§ What is needed:
Update the lines from the one containing "of the beak." down to the one containing "[[214, 236], [155, 226]]" by changing "bird's eye" to "cassowary's eye" and keeping everything else the same. Return only those lines.

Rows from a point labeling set
□ □ □ □ □

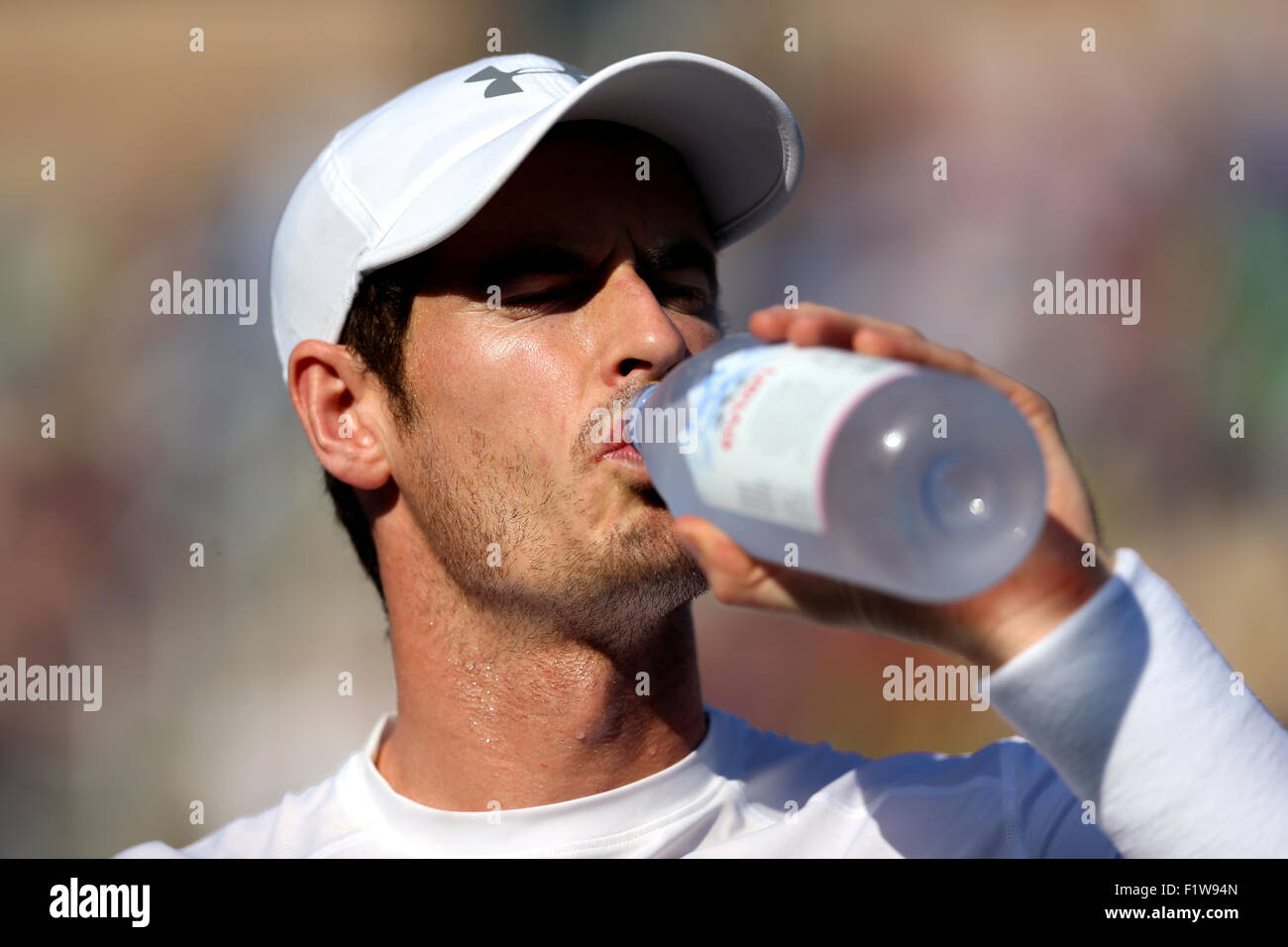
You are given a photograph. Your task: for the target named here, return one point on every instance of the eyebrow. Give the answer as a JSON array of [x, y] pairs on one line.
[[552, 260]]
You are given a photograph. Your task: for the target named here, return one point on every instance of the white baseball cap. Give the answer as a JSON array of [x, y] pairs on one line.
[[415, 170]]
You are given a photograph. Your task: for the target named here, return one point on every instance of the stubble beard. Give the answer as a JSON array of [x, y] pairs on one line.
[[545, 571]]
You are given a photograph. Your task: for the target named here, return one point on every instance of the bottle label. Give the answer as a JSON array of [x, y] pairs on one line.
[[763, 421]]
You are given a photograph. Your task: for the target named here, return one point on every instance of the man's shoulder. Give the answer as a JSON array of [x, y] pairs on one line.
[[1003, 799], [307, 823], [769, 758]]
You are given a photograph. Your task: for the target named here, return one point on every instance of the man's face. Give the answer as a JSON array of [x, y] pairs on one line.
[[605, 282]]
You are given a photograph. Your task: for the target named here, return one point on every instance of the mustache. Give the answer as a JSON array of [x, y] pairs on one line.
[[623, 395]]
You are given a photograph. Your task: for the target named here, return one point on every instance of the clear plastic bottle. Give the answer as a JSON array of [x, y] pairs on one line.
[[915, 482]]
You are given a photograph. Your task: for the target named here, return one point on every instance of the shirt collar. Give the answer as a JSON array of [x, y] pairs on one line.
[[656, 800]]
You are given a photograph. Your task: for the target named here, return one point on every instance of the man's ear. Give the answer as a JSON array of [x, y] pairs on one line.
[[343, 412]]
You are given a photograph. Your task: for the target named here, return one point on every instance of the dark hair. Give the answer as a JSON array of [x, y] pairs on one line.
[[374, 331]]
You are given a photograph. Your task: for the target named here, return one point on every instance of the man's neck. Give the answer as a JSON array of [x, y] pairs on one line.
[[519, 716]]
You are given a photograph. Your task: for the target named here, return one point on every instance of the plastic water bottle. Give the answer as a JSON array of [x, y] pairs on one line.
[[911, 480]]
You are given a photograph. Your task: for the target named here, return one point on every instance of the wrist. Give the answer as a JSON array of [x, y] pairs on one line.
[[1037, 598]]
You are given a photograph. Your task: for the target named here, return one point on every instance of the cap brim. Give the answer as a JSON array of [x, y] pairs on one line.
[[737, 137]]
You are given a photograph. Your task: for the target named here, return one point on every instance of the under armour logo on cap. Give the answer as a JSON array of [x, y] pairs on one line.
[[502, 84]]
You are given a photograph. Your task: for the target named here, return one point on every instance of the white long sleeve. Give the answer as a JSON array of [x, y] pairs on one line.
[[1140, 714]]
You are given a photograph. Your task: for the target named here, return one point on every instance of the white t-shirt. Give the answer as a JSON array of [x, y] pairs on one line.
[[1127, 702]]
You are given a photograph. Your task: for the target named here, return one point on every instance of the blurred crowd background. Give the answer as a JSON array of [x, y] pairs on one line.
[[220, 682]]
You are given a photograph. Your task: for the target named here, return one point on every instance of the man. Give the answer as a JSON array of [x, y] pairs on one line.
[[459, 281]]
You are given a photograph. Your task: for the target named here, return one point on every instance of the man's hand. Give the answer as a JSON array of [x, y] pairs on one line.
[[988, 628]]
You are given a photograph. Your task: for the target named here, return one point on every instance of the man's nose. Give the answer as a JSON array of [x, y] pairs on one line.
[[639, 334]]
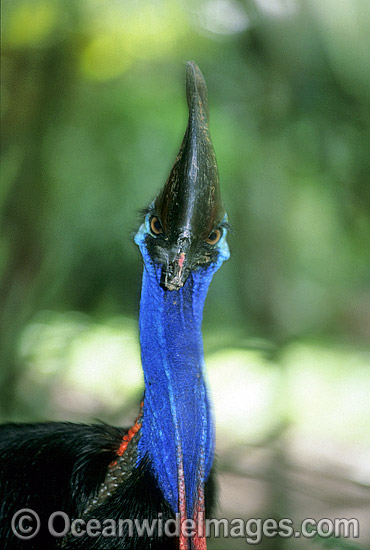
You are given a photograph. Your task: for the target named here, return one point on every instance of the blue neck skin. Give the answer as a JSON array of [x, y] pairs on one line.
[[177, 434]]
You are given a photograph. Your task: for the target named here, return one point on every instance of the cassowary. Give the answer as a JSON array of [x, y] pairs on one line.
[[161, 468]]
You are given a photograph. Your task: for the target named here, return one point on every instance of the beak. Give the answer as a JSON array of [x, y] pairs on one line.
[[176, 271]]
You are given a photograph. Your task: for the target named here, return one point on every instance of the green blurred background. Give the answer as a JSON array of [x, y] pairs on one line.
[[93, 113]]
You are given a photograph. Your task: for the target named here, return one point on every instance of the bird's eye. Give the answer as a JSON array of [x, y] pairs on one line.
[[214, 236], [155, 226]]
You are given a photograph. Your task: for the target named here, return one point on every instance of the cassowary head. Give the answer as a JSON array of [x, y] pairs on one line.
[[186, 224]]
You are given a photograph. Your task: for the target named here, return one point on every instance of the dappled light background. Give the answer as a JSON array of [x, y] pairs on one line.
[[93, 113]]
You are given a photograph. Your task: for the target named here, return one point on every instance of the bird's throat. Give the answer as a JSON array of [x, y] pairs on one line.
[[177, 434]]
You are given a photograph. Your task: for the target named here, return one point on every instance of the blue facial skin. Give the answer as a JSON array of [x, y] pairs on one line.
[[177, 427]]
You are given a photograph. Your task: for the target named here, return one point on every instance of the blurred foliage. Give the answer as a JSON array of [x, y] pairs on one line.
[[93, 113]]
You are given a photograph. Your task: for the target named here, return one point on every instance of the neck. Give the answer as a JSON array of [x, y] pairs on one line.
[[177, 434], [177, 430]]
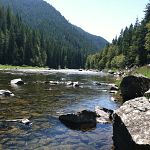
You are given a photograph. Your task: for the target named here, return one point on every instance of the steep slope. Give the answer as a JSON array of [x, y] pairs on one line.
[[41, 15]]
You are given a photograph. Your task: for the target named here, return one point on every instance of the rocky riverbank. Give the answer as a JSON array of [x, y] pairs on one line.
[[131, 121]]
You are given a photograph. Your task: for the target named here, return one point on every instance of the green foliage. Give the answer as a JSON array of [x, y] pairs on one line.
[[17, 41], [54, 42], [131, 48]]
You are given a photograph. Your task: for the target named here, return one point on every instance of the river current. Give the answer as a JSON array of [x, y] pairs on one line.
[[42, 103]]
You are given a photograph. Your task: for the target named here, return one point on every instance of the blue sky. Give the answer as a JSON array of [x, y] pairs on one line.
[[105, 18]]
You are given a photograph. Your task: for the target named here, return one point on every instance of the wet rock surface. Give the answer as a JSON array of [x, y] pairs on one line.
[[133, 87], [6, 93], [131, 125], [84, 120], [18, 81], [87, 120]]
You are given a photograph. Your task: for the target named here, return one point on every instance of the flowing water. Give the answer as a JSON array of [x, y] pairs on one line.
[[42, 103]]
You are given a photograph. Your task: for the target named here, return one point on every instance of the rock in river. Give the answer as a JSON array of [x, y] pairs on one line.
[[131, 125], [104, 115], [84, 120], [6, 93], [132, 87], [17, 81]]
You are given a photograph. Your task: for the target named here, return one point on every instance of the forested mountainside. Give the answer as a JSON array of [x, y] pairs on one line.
[[19, 44], [65, 45], [132, 47]]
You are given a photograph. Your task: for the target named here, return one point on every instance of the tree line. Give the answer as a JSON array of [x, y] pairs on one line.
[[23, 45], [131, 48]]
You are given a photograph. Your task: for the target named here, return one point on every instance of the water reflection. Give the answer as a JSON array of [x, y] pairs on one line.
[[43, 103]]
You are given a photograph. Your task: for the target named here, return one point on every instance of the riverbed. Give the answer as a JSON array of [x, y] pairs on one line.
[[42, 103]]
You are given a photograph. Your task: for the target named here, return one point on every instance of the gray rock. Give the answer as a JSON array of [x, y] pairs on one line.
[[84, 120], [6, 93], [131, 125], [17, 81], [104, 115], [132, 87], [147, 94]]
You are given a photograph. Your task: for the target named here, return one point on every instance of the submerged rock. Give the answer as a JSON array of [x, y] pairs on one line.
[[132, 87], [6, 93], [104, 115], [131, 125], [17, 81], [147, 94], [73, 84], [84, 120], [24, 121]]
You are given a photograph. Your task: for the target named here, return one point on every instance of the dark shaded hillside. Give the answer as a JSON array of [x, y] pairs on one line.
[[131, 48], [41, 15]]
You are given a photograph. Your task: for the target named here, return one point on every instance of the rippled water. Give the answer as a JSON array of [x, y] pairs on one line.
[[42, 103]]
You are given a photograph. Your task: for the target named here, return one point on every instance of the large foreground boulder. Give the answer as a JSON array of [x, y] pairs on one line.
[[131, 125], [132, 87]]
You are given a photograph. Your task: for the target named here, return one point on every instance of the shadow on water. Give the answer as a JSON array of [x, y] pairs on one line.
[[44, 103]]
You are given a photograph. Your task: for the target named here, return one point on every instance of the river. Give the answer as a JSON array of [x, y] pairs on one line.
[[43, 103]]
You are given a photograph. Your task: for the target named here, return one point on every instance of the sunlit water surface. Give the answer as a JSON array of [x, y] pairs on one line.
[[43, 103]]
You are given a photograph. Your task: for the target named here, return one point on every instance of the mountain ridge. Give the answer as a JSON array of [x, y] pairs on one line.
[[50, 18]]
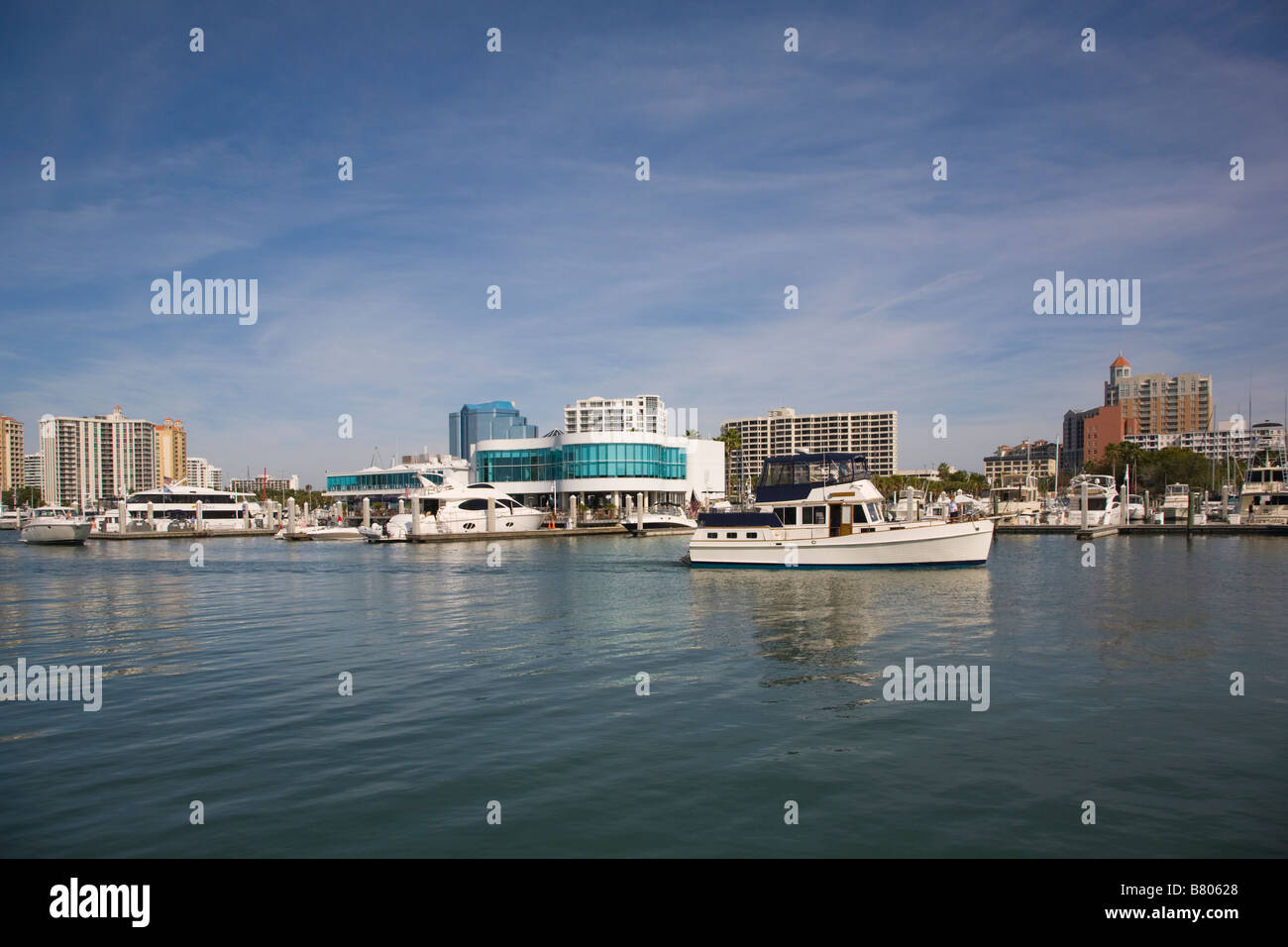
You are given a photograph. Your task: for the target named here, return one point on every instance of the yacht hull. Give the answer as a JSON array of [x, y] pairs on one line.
[[64, 534], [914, 544]]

□ □ □ □ □

§ Solution to this problem:
You are given a photograph. Your task: for the target named here, return one point on every instance of the beak. Give the answer as a JSON array of [x, y] pairs on one line.
[[176, 271]]
You are given a photograph. Your task: for the target named here, return one point on every instance of the green blurred background. Give the answer as a JSON array of [x, y] pairs on one line.
[[93, 113]]
You are given a photograph. Your task: for the target named here, return one point on every instance of the cassowary's eye. Give the answer as a JSON array of [x, y] pairs on one line.
[[214, 236], [155, 226]]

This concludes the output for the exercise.